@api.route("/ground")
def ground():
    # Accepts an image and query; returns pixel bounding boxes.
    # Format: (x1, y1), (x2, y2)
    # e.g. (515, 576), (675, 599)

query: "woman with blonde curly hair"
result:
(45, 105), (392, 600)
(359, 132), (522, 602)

+++

* Aim of the task *
Please copy out every one of the records above line for line, changing nothing.

* Answer to the exercise *
@api.route("/ground")
def ground():
    # Accepts an image and query; returns pixel bounding boxes.
    # Format: (x1, y1), (x2, y2)
    # e.g. (515, 576), (675, 599)

query: "woman with blonde curly hair"
result:
(45, 105), (392, 600)
(359, 132), (522, 602)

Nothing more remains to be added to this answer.